PROVIDED RECORDS:
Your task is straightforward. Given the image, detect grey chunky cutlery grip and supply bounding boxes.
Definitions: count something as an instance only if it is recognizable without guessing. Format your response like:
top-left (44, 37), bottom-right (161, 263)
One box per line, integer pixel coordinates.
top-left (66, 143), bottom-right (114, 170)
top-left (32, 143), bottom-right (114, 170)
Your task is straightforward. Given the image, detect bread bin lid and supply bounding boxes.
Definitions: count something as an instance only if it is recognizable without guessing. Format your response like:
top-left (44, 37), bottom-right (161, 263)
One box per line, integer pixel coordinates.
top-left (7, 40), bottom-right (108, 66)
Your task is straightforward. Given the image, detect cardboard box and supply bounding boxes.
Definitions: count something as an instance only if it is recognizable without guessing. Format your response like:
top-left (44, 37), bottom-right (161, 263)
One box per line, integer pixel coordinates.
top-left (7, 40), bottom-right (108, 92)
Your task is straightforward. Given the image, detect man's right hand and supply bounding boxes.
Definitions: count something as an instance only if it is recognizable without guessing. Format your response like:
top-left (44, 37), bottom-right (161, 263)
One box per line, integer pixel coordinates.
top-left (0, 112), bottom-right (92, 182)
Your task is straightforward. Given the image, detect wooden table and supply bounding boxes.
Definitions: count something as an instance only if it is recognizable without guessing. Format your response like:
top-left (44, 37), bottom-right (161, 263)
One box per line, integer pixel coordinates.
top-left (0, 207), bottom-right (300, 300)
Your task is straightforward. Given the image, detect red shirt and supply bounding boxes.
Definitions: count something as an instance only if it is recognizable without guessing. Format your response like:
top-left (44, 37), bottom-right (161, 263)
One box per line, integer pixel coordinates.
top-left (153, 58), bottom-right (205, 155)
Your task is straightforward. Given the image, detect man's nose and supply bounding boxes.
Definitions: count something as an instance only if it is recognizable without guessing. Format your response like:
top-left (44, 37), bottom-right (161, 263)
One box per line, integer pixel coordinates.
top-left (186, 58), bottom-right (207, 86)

THE TASK: Can you print, word for word, the lines of the listing above from the line containing "Your task is straightforward. Given the image, detect bread" to the line containing "top-left (7, 40), bottom-right (108, 66)", including both of those lines and nothing else?

EXERCISE RESPONSE:
Your task is straightforward. Given the image, detect bread bin lid and supply bounding boxes.
Definitions: count something as an instance only if it is recognizable without guessing. Format your response like:
top-left (44, 37), bottom-right (161, 263)
One box per line, integer pixel coordinates.
top-left (7, 40), bottom-right (108, 66)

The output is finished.